What you need to do:
Return the records exactly as they are.

[Location annotation dataset excerpts]

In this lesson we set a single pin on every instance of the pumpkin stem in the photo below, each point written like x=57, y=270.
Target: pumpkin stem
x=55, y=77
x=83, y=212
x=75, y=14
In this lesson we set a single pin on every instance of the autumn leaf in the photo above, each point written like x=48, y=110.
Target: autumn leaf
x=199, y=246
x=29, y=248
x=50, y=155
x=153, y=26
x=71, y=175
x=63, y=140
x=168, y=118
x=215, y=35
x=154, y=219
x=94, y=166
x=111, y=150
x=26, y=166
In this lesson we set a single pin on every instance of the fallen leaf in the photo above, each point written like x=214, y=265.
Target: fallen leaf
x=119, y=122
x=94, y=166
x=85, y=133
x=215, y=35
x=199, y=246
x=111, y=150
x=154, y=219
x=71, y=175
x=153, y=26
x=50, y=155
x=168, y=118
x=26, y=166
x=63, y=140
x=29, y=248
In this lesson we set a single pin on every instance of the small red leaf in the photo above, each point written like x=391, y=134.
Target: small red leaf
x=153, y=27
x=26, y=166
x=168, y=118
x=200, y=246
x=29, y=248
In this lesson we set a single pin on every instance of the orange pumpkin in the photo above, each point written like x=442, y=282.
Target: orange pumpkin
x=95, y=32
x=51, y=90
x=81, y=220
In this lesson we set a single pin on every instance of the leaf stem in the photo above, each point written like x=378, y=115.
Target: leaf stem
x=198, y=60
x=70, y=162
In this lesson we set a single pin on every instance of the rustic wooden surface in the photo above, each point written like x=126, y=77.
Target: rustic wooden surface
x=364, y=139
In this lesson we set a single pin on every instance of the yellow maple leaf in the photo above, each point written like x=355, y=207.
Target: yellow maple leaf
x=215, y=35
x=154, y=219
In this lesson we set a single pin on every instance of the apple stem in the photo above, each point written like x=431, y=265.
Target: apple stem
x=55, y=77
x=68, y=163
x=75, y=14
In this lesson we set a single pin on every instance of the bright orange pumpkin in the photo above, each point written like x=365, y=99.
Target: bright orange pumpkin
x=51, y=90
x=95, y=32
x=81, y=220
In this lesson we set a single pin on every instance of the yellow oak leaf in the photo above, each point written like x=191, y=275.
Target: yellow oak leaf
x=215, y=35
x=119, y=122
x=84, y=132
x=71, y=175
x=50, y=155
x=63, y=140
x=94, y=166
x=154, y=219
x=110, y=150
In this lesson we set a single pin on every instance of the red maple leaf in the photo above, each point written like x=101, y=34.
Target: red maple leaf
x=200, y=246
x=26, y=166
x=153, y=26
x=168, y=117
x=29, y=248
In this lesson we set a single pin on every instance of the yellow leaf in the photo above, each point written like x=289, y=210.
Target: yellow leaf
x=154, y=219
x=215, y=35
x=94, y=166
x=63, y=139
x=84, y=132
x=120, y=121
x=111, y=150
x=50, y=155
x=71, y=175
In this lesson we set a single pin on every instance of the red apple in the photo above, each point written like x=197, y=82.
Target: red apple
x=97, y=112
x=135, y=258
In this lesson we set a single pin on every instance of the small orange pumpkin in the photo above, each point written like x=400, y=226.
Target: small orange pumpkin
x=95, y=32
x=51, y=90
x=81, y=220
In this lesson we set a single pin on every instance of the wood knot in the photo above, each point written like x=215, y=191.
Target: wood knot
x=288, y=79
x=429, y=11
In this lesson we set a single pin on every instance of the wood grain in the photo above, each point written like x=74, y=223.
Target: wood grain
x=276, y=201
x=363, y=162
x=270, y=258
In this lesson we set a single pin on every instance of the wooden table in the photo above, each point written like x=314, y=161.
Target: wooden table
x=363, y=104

Answer:
In this lesson we set a single pin on every instance of the pumpkin stem in the photo below, each point written like x=57, y=270.
Target: pumpkin stem
x=55, y=77
x=83, y=212
x=75, y=14
In this lesson we set a single pin on every instance of the autumn leaf in the photo above, each point written like x=48, y=110.
Target: autumn leaf
x=199, y=246
x=29, y=248
x=50, y=155
x=153, y=26
x=71, y=175
x=63, y=140
x=168, y=118
x=215, y=35
x=154, y=219
x=94, y=166
x=111, y=150
x=26, y=166
In this lesson we set a single pin on every instance of the fallen leaf in the photo above, each point written like x=214, y=265.
Target: fallen leaf
x=119, y=122
x=94, y=166
x=85, y=133
x=215, y=35
x=199, y=246
x=111, y=150
x=154, y=219
x=71, y=175
x=153, y=26
x=50, y=155
x=168, y=118
x=26, y=166
x=63, y=140
x=29, y=248
In this lesson we set a single pin on every instance of the small red leaf in the photo above, each point written like x=391, y=134.
Target: small red leaf
x=153, y=27
x=26, y=166
x=168, y=118
x=200, y=246
x=29, y=248
In this lesson we set a single pin on every instance of the orange pumpkin in the photo above, each point written like x=442, y=282.
Target: orange pumpkin
x=95, y=32
x=51, y=90
x=81, y=220
In this lesson we set a single pin on every instance of the leaf stem in the photo above, each point written like x=378, y=115.
Target: leaf stem
x=198, y=60
x=70, y=162
In this lesson we set a single pin on every instance of the rustic wooden surface in the photo above, each point written like x=126, y=77.
Target: rustic wooden surface
x=364, y=139
In this lesson we set a single pin on every instance of the yellow maple leaf in the photo above, each point written like x=355, y=207.
Target: yellow maple leaf
x=215, y=35
x=154, y=219
In this lesson we set a single pin on every instance of the apple stem in the photo above, each point written like x=431, y=265.
Target: apple stem
x=55, y=77
x=68, y=163
x=75, y=14
In this lesson we set a single pin on every instance of the bright orange pumpkin in the photo above, each point written like x=365, y=99.
Target: bright orange pumpkin
x=51, y=90
x=95, y=32
x=81, y=220
In this lesson we set a single pin on every instance of the yellow oak leaf in the photo above, each point written like x=191, y=275.
Target: yellow oak leaf
x=215, y=35
x=119, y=122
x=84, y=132
x=71, y=175
x=50, y=155
x=63, y=140
x=94, y=166
x=154, y=219
x=110, y=150
In this lesson we set a single pin on every instance of the red maple leaf in the photo above, each point written like x=101, y=34.
Target: red maple leaf
x=200, y=246
x=26, y=166
x=153, y=26
x=168, y=117
x=29, y=248
In this lesson we set a single pin on every instance of the yellow leaf in the photo above, each point written like x=289, y=210.
Target: yellow leaf
x=154, y=219
x=215, y=35
x=94, y=166
x=63, y=139
x=84, y=132
x=120, y=121
x=111, y=150
x=50, y=155
x=71, y=175
In this lesson we set a single pin on every instance of the red apple in the photo above, each point written like x=197, y=82.
Target: red apple
x=97, y=112
x=135, y=258
In this lesson we set a single pin on every instance of the small orange pumpkin in the photo above, each point written like x=400, y=226.
Target: small orange pumpkin
x=95, y=32
x=51, y=90
x=81, y=220
In this lesson we set a single pin on every instance of the wood knot in the photo above, each point written like x=215, y=191.
Target: wood knot
x=288, y=79
x=429, y=11
In this lesson we set a single pin on every instance of the wood grain in the photo above, each point written like x=74, y=223.
Target: wood grain
x=276, y=201
x=363, y=162
x=270, y=258
In this lesson we set a single pin on every instance of the wooden table in the photo above, each point written like x=314, y=161.
Target: wooden table
x=363, y=104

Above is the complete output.